### RETO A
Responde estas preguntas según el fragmento sobre Adolfo Suárez:
(i) ¿A la mesa de quién llegaban los informes sobre posibles planes de golpes de Estado?
(ii) ¿Qué tres requisitos para la Presidencia del Gobierno decía Leopoldo Calvo-Sotelo que él cumplía?
(iii) ¿En qué elecciones estaba claro que Suárez no sería el candidato de UCD?
### RETO B
Retoma el fragmento sobre Adolfo Suárez y continúalo a partir de su última oración.

### FRAGMENTO MOSTRADO
——————
A la mesa del vicepresidente Gutiérrez Mellado llegaban informes extremadamente alarmantes sobre posibles planes de golpes de Estado, con distinto sello y en distintos plazos. Sin embargo, para Adolfo Suárez, hombre de profundas convicciones religiosas, lo que más enmarañaba su alma era un eventual enfrentamiento con la Iglesia. El proyecto de Ley de Divorcio sobrevolaba por encima de las cabezas y de las conciencias de una clase política y una ciudadanía para las que pesaban demasiado los dictados de Roma. Y, además, estaba la viuda de Herrero Tejedor, mensajera del Opus Dei, que, a cada poco, hacía llegar al presidente las consideraciones de la Obra a través de doña Amparo, so pretexto de tomar con ella el té en La Moncloa.
Ya por aquellos primeros días del otoño, Leopoldo Calvo-Sotelo se presentaba en algunos círculos como el repuesto en la Presidencia del Gobierno: «Para eso hace falta un entrenamiento en la vida parlamentaria, y yo lo tengo. Hay que conocer la política exterior, y yo la conozco. Y hay que saber como yo sé de economía». Adolfo Suárez no poseía ninguna de esas tres características cuando llegó al poder y, según cuentan, durante los primeros meses se pasaba las noches estudiando economía con enorme entusiasmo, como si tuviera que aprobar un examen.
Lo que estaba claro es que Suárez no sería el candidato de UCD en las elecciones de 1983, pero era necesario echarle antes o provocar su dimisión a fin de realizar el recambio con el tiempo suficiente para que los ciudadanos fueran asumiendo la nueva imagen.
Y comenzaron a llegar recados a La Zarzuela: Suárez debe dimitir. Y visitas al Rey: Suárez está quemado.
——————
### MATERIAL PROPORCIONADO
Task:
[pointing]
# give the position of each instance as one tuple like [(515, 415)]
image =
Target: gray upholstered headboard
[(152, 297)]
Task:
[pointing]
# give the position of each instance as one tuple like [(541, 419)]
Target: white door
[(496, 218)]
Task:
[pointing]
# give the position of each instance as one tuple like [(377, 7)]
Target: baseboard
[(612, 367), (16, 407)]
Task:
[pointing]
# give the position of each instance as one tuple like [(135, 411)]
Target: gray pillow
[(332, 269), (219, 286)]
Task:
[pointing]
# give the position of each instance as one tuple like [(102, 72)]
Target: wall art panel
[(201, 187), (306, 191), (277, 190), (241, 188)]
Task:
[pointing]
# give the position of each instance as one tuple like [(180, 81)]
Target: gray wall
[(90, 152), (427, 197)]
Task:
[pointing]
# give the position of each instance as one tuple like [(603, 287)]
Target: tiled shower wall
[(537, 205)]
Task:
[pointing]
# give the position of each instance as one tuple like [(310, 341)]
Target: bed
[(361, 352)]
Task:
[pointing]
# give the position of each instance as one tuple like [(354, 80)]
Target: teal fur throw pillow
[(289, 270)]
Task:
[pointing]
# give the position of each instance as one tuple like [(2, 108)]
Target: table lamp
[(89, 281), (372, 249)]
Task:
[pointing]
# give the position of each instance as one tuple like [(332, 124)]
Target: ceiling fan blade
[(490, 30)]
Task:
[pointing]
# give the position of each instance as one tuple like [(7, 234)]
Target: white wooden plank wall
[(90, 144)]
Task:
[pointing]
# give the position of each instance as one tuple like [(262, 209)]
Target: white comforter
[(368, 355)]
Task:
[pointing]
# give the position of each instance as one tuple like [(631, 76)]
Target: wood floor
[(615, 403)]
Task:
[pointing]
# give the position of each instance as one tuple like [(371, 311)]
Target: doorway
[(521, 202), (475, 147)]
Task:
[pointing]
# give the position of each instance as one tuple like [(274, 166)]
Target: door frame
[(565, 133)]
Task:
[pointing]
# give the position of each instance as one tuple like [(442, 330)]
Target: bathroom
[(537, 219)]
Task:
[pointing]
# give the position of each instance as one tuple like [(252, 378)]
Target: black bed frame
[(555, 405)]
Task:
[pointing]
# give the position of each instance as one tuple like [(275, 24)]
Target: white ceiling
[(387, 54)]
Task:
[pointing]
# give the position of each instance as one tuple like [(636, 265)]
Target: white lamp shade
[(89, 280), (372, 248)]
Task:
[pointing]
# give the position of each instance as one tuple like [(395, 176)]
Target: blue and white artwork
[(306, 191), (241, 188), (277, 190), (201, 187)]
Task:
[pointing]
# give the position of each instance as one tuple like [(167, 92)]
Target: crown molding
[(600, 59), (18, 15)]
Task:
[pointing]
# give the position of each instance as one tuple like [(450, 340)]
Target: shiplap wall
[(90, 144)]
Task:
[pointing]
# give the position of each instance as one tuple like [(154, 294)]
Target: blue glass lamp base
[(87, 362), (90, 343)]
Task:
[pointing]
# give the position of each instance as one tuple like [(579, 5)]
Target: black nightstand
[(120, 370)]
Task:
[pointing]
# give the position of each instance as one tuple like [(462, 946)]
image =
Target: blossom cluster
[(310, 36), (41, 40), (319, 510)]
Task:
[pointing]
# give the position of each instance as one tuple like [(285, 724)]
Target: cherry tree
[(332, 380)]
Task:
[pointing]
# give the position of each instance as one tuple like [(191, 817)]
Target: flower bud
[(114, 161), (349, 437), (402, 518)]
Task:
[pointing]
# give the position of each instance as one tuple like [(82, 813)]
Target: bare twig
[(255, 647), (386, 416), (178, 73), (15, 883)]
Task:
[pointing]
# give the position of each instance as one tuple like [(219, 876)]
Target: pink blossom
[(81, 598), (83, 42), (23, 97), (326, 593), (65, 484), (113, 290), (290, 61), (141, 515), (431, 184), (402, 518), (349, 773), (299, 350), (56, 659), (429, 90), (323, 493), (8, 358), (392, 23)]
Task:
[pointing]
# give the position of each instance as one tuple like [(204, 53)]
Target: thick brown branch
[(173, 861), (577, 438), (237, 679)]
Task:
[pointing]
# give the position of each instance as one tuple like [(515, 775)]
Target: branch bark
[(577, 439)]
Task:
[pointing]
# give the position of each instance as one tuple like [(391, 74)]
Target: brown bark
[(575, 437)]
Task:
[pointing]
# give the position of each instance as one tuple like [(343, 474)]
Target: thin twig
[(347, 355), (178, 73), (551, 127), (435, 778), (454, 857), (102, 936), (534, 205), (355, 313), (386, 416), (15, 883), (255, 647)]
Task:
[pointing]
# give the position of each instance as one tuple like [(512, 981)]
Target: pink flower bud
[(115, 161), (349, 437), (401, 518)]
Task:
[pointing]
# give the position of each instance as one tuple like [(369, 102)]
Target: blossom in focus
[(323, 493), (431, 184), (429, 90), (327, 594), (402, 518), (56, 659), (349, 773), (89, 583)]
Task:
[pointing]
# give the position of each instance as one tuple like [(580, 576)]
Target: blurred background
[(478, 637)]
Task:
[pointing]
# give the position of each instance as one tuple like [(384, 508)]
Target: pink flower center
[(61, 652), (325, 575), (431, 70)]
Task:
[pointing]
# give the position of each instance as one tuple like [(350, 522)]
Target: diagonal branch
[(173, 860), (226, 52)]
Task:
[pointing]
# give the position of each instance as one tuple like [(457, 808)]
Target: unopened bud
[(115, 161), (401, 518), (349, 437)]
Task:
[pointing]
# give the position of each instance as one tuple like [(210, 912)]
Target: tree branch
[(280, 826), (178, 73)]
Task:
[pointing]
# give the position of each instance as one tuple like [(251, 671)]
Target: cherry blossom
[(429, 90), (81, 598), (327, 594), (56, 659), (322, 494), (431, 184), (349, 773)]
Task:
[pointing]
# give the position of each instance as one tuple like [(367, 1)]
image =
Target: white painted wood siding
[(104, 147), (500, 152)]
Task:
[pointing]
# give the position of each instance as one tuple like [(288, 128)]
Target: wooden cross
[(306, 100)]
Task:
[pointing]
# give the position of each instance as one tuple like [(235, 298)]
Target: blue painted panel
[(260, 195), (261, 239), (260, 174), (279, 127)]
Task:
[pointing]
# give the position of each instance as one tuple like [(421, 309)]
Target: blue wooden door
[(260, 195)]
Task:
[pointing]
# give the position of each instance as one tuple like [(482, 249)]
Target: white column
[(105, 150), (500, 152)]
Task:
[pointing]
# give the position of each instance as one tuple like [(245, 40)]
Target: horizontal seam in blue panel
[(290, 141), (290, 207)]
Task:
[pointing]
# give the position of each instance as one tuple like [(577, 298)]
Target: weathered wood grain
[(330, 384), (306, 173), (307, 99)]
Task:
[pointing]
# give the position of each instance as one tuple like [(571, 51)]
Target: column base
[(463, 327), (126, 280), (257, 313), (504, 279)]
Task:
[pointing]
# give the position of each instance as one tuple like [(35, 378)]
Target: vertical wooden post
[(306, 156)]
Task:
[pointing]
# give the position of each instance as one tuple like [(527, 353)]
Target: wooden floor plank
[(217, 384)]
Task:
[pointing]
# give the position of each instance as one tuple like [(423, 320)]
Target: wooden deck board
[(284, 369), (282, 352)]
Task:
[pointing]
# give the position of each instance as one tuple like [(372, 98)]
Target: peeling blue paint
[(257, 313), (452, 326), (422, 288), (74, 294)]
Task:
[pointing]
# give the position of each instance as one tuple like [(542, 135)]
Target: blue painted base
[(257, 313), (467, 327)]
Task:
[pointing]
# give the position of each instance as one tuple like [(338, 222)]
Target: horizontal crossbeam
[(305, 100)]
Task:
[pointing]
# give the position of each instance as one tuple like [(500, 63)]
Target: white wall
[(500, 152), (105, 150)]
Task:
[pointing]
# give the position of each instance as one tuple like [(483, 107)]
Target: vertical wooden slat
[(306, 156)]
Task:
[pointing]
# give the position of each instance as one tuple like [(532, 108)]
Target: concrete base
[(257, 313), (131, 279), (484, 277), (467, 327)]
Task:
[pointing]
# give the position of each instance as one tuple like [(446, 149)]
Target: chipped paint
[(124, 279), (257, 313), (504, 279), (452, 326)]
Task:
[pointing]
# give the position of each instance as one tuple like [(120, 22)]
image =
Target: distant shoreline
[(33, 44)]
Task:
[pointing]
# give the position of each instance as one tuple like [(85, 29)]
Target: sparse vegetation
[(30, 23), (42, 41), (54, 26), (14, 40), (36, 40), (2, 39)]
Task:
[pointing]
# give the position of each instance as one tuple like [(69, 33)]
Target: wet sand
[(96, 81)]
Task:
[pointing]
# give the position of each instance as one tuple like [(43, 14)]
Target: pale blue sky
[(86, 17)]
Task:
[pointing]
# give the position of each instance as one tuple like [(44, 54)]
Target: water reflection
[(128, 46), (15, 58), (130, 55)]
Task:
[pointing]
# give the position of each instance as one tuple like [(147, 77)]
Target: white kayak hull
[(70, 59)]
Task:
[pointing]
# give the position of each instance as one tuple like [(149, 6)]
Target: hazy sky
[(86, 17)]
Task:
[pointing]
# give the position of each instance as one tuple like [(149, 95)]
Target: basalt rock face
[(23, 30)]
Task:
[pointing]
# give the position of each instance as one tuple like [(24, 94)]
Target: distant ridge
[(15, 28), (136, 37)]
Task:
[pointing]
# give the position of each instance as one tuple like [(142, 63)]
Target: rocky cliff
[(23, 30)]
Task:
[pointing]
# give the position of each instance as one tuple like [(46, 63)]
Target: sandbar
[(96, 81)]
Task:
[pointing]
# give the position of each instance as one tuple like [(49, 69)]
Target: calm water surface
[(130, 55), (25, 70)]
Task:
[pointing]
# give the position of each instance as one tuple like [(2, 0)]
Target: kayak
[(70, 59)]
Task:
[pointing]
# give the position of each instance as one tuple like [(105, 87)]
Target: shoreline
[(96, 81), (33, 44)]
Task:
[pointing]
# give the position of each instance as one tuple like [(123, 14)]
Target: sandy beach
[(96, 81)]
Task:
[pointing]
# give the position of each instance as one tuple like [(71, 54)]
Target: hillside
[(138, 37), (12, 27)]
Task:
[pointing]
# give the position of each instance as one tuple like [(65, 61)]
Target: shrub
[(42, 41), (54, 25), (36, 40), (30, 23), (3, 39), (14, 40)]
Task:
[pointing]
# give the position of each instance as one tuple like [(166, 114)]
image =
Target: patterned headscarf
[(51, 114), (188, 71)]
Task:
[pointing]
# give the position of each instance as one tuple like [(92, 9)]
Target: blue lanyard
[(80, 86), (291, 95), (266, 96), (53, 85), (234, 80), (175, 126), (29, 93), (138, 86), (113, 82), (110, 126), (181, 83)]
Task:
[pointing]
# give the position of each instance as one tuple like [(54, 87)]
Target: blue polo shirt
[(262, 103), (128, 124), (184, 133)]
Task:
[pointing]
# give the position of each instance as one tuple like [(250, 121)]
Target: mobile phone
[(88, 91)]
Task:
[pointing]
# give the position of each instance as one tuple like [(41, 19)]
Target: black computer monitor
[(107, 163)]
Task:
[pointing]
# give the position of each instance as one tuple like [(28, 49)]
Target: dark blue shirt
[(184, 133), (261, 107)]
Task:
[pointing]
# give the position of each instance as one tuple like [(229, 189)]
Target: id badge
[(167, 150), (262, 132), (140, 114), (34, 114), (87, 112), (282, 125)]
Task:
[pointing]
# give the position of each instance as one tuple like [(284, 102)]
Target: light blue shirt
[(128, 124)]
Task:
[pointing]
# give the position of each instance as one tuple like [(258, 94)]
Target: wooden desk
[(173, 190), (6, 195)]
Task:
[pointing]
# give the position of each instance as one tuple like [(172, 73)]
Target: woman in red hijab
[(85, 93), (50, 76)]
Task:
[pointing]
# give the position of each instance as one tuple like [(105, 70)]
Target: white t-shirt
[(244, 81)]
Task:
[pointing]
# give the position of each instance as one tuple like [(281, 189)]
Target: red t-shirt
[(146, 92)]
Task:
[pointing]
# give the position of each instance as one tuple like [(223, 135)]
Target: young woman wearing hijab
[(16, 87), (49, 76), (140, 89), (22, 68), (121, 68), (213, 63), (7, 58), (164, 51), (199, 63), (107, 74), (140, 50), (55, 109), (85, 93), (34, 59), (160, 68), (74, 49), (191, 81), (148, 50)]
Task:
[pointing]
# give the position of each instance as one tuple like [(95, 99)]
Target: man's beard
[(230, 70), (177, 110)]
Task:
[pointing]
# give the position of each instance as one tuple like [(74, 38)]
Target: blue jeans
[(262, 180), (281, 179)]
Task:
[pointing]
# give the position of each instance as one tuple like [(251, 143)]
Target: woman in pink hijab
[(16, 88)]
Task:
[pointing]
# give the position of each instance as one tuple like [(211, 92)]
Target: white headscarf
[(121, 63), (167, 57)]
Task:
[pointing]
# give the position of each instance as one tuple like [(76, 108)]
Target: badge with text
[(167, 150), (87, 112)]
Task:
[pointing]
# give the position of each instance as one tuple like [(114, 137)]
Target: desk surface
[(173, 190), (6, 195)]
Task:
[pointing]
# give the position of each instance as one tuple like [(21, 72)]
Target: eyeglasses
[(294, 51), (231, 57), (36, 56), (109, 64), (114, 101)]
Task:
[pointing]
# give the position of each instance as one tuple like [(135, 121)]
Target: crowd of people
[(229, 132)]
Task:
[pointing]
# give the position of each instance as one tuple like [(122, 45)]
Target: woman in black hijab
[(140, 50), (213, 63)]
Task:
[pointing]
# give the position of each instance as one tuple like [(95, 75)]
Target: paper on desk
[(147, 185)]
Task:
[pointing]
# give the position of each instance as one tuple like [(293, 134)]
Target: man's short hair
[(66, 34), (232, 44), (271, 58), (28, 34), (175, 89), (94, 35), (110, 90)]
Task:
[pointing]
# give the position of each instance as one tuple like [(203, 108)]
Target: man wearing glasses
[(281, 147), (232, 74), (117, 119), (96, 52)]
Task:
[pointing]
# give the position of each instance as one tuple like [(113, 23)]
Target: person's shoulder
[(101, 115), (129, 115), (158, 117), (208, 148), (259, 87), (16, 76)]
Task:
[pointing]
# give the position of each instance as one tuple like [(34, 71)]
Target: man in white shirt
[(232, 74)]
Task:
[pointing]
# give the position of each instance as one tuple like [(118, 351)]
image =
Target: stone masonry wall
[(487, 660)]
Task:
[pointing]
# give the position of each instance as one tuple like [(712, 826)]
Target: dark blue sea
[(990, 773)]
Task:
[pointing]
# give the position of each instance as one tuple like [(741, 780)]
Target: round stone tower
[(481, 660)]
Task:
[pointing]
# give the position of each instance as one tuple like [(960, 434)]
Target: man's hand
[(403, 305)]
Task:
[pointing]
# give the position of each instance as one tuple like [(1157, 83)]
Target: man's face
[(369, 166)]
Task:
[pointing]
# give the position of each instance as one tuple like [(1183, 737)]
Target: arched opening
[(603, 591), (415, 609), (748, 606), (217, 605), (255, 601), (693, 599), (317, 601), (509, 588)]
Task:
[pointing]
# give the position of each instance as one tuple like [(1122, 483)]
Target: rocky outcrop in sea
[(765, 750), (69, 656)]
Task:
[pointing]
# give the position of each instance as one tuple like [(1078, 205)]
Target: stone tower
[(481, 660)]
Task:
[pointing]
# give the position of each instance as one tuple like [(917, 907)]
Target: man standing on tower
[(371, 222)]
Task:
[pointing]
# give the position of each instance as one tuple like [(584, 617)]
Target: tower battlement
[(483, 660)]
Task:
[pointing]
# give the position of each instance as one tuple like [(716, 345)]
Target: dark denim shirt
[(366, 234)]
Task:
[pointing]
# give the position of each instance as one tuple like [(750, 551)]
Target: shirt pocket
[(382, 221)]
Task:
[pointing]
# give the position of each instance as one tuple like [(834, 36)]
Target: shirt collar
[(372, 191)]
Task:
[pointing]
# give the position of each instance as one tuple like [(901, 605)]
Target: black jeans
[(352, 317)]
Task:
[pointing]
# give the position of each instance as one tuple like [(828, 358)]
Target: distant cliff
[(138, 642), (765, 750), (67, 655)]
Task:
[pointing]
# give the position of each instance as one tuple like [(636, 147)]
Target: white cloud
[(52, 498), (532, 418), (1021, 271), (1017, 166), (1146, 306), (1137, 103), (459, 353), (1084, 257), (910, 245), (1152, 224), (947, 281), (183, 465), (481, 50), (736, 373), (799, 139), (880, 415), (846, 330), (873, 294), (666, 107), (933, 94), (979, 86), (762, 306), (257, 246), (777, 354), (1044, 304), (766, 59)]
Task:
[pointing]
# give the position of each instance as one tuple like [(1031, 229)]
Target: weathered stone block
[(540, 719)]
——————
### RESULTADO FINAL A
(i) A la mesa del vicepresidente Gutiérrez Mellado.
(ii) Tener entrenamiento en la vida parlamentaria, conocer la política exterior y saber de economía.
(iii) En las elecciones de 1983.

### RESULTADO FINAL B
El 22 de octubre de 1980 se celebró una reunión en casa del alcalde de Lérida, a la que asistieron representantes de todos los partidos, además del general Alfonso Armada. En esta reunión se diseñó el «golpe de Estado blando», que consistía en presentar una nueva moción de censura por parte del PSOE, que sumaría los apoyos de un buen número de diputados de UCD que previamente se comprometerían por escrito. Como resultado de la misma, se formaría un Gobierno de concentración nacional que presidiría Armada, hombre independiente, no vinculado a ningún partido político y apoyado por la Corona. Esta operación se urdió como «plan B» en el caso de que Suárez no aceptase dimitir, tal y como estaba previsto que le pediría el Rey.
Por supuesto, aunque no con detalle, el presidente conocía este plan, que tenía mucho de maquiavélico, y por esa razón se negaba a nombrar al general Armada como segundo jefe del Alto Estado Mayor. El Rey se lo planteaba insistentemente en los despachos oficiales, y él, erre que erre, se negaba en redondo. Además, el Monarca ya comentaba en algunos círculos que Adolfo estaba agotado y sin ideas, y que Leopoldo Calvo-Sotelo sería un buen candidato para sustituirle, dada la delicada situación por la que atravesaba España.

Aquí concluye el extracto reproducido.